▸ **Data for analysis**:
****************************************

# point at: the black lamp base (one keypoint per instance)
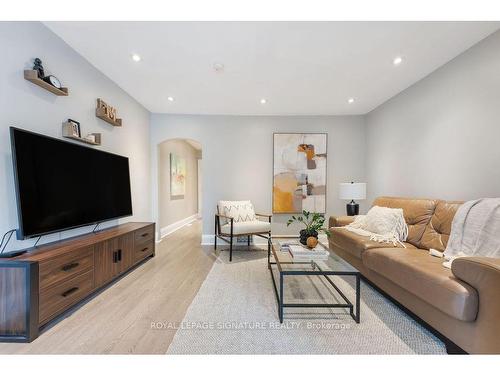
(352, 208)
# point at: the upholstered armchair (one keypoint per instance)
(238, 218)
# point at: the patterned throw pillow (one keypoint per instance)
(240, 211)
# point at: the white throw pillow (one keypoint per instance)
(382, 220)
(240, 211)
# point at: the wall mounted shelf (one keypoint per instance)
(99, 112)
(32, 76)
(68, 133)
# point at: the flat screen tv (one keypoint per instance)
(62, 185)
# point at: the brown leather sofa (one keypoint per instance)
(461, 304)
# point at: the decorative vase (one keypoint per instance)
(304, 235)
(312, 242)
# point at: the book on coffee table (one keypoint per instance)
(285, 245)
(299, 253)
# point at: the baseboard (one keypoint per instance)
(169, 229)
(208, 239)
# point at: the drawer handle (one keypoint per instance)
(70, 291)
(70, 266)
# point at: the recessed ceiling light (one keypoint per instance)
(397, 60)
(219, 67)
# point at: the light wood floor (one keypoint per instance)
(118, 319)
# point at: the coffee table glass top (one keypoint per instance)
(286, 262)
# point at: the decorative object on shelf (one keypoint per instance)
(177, 176)
(351, 191)
(52, 80)
(313, 222)
(312, 242)
(107, 113)
(76, 128)
(48, 83)
(37, 66)
(299, 172)
(69, 132)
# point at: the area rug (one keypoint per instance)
(235, 312)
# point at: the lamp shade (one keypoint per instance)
(351, 190)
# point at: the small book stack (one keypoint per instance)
(285, 245)
(301, 253)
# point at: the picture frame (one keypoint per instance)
(300, 172)
(77, 132)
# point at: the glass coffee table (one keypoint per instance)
(285, 265)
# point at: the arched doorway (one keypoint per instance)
(179, 184)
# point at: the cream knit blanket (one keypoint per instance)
(475, 230)
(381, 224)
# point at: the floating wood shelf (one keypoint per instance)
(99, 112)
(32, 76)
(68, 133)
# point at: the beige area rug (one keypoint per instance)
(235, 312)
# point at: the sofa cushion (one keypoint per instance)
(425, 277)
(417, 213)
(356, 244)
(437, 232)
(244, 227)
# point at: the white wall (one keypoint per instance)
(30, 107)
(238, 156)
(440, 137)
(175, 209)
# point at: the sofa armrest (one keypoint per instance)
(482, 273)
(340, 221)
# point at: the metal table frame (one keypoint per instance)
(316, 271)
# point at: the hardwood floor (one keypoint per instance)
(118, 319)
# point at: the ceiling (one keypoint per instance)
(300, 68)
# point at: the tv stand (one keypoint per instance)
(44, 282)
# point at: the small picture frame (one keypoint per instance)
(76, 128)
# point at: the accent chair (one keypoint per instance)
(237, 219)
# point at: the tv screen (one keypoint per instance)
(62, 185)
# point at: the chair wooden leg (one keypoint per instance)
(231, 249)
(215, 235)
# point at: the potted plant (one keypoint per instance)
(313, 222)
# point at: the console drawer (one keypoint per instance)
(144, 234)
(143, 250)
(60, 297)
(62, 268)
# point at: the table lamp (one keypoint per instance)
(351, 191)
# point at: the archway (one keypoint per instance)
(178, 184)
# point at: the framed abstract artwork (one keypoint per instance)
(299, 172)
(177, 176)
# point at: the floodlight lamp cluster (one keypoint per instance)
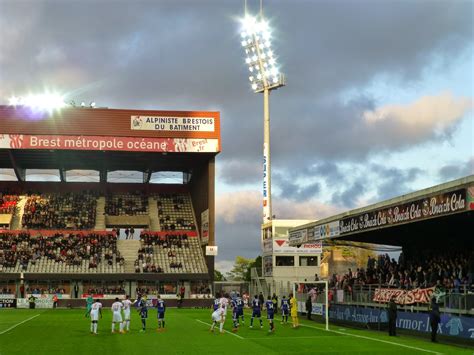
(256, 41)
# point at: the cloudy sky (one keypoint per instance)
(379, 100)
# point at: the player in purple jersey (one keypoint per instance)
(270, 313)
(256, 311)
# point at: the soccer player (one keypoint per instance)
(216, 302)
(89, 302)
(285, 306)
(161, 307)
(294, 311)
(127, 304)
(143, 310)
(96, 310)
(240, 308)
(270, 312)
(235, 311)
(218, 317)
(117, 315)
(256, 311)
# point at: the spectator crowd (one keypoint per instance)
(448, 270)
(60, 211)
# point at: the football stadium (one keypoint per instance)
(92, 260)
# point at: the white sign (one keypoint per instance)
(268, 245)
(205, 226)
(327, 230)
(211, 250)
(175, 124)
(281, 246)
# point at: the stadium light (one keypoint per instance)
(46, 102)
(256, 40)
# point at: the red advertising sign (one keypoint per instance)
(129, 144)
(417, 295)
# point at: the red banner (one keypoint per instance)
(417, 295)
(129, 144)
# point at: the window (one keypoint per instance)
(285, 261)
(309, 261)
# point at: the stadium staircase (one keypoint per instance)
(154, 219)
(18, 216)
(129, 251)
(100, 214)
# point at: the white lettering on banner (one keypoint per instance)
(266, 182)
(281, 246)
(180, 124)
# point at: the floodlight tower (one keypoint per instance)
(264, 77)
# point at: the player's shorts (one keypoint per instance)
(126, 314)
(95, 315)
(216, 317)
(117, 317)
(257, 314)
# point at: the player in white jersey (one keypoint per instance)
(94, 313)
(126, 312)
(117, 315)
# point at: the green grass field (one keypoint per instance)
(187, 332)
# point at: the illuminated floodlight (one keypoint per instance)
(46, 102)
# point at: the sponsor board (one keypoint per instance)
(39, 303)
(211, 250)
(417, 295)
(428, 207)
(298, 237)
(452, 325)
(106, 143)
(172, 124)
(205, 226)
(7, 302)
(327, 230)
(282, 246)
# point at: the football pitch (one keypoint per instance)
(187, 332)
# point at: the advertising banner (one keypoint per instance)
(452, 325)
(7, 302)
(417, 295)
(205, 226)
(327, 230)
(175, 124)
(298, 237)
(428, 207)
(282, 246)
(105, 143)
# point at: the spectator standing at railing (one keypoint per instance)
(435, 319)
(392, 317)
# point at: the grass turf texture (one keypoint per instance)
(187, 332)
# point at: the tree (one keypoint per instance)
(218, 276)
(240, 269)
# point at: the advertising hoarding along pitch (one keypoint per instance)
(428, 207)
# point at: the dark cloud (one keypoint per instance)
(349, 197)
(457, 170)
(394, 181)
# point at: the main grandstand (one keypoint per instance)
(105, 238)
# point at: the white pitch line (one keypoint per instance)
(16, 325)
(238, 336)
(374, 339)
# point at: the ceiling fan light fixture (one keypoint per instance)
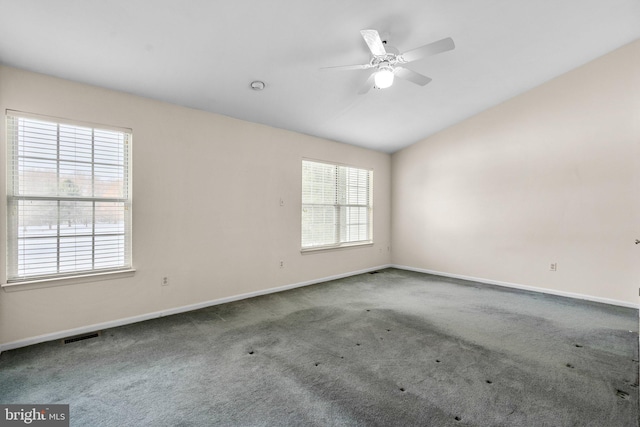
(383, 78)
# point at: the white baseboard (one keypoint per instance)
(523, 287)
(134, 319)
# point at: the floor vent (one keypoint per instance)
(80, 337)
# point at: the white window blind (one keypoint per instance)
(68, 198)
(336, 205)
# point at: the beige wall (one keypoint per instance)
(207, 214)
(550, 176)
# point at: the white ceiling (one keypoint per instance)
(204, 53)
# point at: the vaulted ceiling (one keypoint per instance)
(204, 54)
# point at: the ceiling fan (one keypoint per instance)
(388, 62)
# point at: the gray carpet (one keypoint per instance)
(395, 348)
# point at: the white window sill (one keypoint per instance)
(333, 248)
(68, 280)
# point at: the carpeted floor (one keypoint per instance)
(395, 348)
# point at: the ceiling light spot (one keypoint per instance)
(257, 85)
(384, 78)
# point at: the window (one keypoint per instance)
(336, 205)
(68, 198)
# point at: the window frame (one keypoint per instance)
(339, 224)
(14, 194)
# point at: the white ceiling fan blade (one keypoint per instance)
(372, 38)
(367, 86)
(348, 67)
(412, 76)
(428, 50)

****************************************

▸ **Work to complete**: Give all the lines above again, character for character, without pictures.

▸ **Answer for the task**:
# point at: the black lamp base (one keypoint per instance)
(352, 208)
# point at: the upholstered armchair (one keypoint per instance)
(238, 218)
# point at: the patterned throw pillow (one keypoint per instance)
(240, 211)
# point at: the white throw pillow (one keypoint per instance)
(382, 220)
(240, 211)
# point at: the wall mounted shelf (one keypoint per instance)
(99, 112)
(32, 76)
(68, 133)
# point at: the flat screen tv (one keypoint per instance)
(62, 185)
# point at: the brown leather sofa (one keypoint per instance)
(461, 304)
# point at: the decorative vase (one keypoint per instance)
(304, 235)
(312, 242)
# point at: the book on coffee table (one keypoint per instance)
(285, 245)
(299, 253)
# point at: the baseboard (one keypoint per instance)
(169, 229)
(208, 239)
# point at: the drawer handle (one keypoint per instance)
(70, 291)
(70, 266)
# point at: the recessed ceiling light (one keypoint per instance)
(397, 60)
(219, 67)
# point at: the light wood floor (one keypoint per instance)
(118, 319)
# point at: the coffee table glass top (one keypoint per instance)
(286, 262)
# point at: the decorative object on shelf (one keypoint per instance)
(177, 176)
(351, 191)
(52, 80)
(313, 222)
(312, 242)
(107, 113)
(76, 128)
(48, 83)
(37, 66)
(299, 172)
(69, 132)
# point at: the area rug (one keypoint per instance)
(235, 312)
# point at: the lamp shade (one keypoint per instance)
(351, 190)
# point at: the small book stack (one keypoint per instance)
(285, 245)
(301, 253)
# point at: the picture frame (one keypoint per instance)
(300, 172)
(77, 132)
# point at: the glass coffee table (one keypoint per instance)
(285, 265)
# point at: the arched doorway (one keypoint per instance)
(179, 184)
# point at: the cream knit blanket (one keypoint per instance)
(475, 230)
(381, 224)
# point at: the floating wood shelf (one keypoint per instance)
(99, 112)
(32, 76)
(68, 133)
# point at: the beige area rug (one keypoint per instance)
(235, 312)
# point at: the sofa cushion (one keypoint per instance)
(425, 277)
(417, 213)
(356, 244)
(437, 232)
(244, 227)
# point at: the white wall (one keypoint per instance)
(30, 107)
(238, 156)
(440, 137)
(175, 209)
# point at: the sofa armrest (one keypoint per instance)
(482, 273)
(340, 221)
# point at: the metal table frame (one keypoint per instance)
(316, 271)
# point at: the hardwood floor (one keypoint per instance)
(118, 319)
# point at: the ceiling (one keypoint per instance)
(300, 68)
# point at: the tv stand (one keypoint per instance)
(44, 282)
# point at: the small picture frame (one keypoint per instance)
(76, 128)
# point at: the accent chair (one keypoint per instance)
(237, 219)
# point at: the tv screen (one keypoint per instance)
(62, 185)
# point at: the chair wooden leg (one keypoint per instance)
(231, 249)
(215, 235)
# point at: the potted plant (one keypoint per instance)
(313, 222)
# point at: the console drawer (one keypoint per instance)
(144, 234)
(143, 250)
(60, 297)
(62, 268)
# point at: the table lamp (one keypoint per instance)
(351, 191)
# point at: the archway (one keypoint per instance)
(178, 184)
# point at: the framed abstract artwork (one keypoint per instance)
(299, 172)
(177, 176)
# point at: the floodlight lamp cluster (one keypoint per instance)
(256, 41)
# point at: the cloudy sky (one keypoint per instance)
(379, 100)
# point at: the player in purple jersey (one keypoint per instance)
(270, 313)
(256, 311)
# point at: the soccer player (one keypoint per instance)
(216, 302)
(89, 302)
(285, 306)
(161, 307)
(294, 311)
(127, 304)
(143, 310)
(96, 310)
(240, 308)
(270, 312)
(235, 311)
(218, 317)
(117, 315)
(256, 311)
# point at: the spectator crowd (one keypoint per instance)
(448, 270)
(60, 211)
# point at: the football stadium (one keypoint per instance)
(92, 260)
# point at: the white sign (one keypoint per instance)
(268, 245)
(205, 226)
(327, 230)
(211, 250)
(175, 124)
(281, 246)
# point at: the stadium light (one keypoint per instance)
(46, 102)
(256, 40)
# point at: the red advertising sign (one keypoint per instance)
(129, 144)
(417, 295)
# point at: the red banner (one keypoint per instance)
(417, 295)
(129, 144)
# point at: the window (one keypoint per instance)
(285, 261)
(309, 261)
# point at: the stadium staircase (one keypoint per instance)
(154, 219)
(18, 216)
(129, 251)
(100, 214)
# point at: the white lettering on banner (one keypoint per instance)
(266, 182)
(281, 246)
(180, 124)
# point at: the floodlight tower (one keypoint per instance)
(264, 77)
# point at: the player's shorts (one keypoint per instance)
(126, 314)
(95, 315)
(216, 317)
(117, 317)
(257, 314)
# point at: the player in white jersey (one keypoint per instance)
(94, 313)
(126, 312)
(117, 315)
# point at: the green grass field (one keypoint per instance)
(187, 332)
# point at: the illuminated floodlight (one keypoint per instance)
(46, 102)
# point at: the sponsor board (one keypoint per instance)
(39, 303)
(211, 250)
(417, 295)
(428, 207)
(298, 237)
(452, 325)
(106, 143)
(172, 124)
(205, 226)
(7, 302)
(327, 230)
(282, 246)
# point at: the football pitch (one keypoint per instance)
(187, 332)
# point at: the advertising banner (one keypoint per instance)
(452, 325)
(7, 302)
(417, 295)
(205, 226)
(327, 230)
(175, 124)
(298, 237)
(428, 207)
(282, 246)
(105, 143)
# point at: the spectator standing at railing (one keypoint per instance)
(435, 319)
(392, 317)
# point at: the grass turf texture (one keypoint per instance)
(187, 332)
# point at: the tree (one keypoint per instance)
(218, 276)
(240, 269)
# point at: the advertising hoarding along pitch (one keypoint per instance)
(428, 207)
# point at: the dark cloud (one keypoint per instance)
(349, 197)
(457, 170)
(394, 181)
# point at: the main grandstand (one keypoint per instance)
(105, 238)
# point at: the white pitch line (one keypoint per instance)
(16, 325)
(238, 336)
(374, 339)
# point at: the ceiling fan light fixture (one keypoint per instance)
(383, 78)
# point at: the white baseboard (one keypoint per instance)
(523, 287)
(134, 319)
# point at: the floor vent (one keypoint per instance)
(80, 337)
# point at: the white window blind (one keypoint per instance)
(68, 198)
(336, 205)
# point at: the beige wall (one keypoint per instance)
(207, 214)
(550, 176)
# point at: the white ceiling (one keypoint per instance)
(204, 53)
# point at: the vaulted ceiling (one keypoint per instance)
(204, 54)
# point at: the ceiling fan (one keypoint per instance)
(388, 62)
# point at: the gray carpet (one keypoint per instance)
(395, 348)
# point at: the white window sill (one keypoint per instance)
(333, 248)
(68, 280)
# point at: the carpeted floor (one keypoint per instance)
(395, 348)
# point at: the ceiling light spot (one keypoint per instance)
(257, 85)
(384, 78)
# point at: the window (one keypoint per instance)
(336, 205)
(68, 198)
# point at: the window frame (one keypoint per instance)
(339, 224)
(14, 194)
# point at: the white ceiling fan blade (one keypoint per instance)
(372, 38)
(367, 86)
(348, 67)
(412, 76)
(428, 50)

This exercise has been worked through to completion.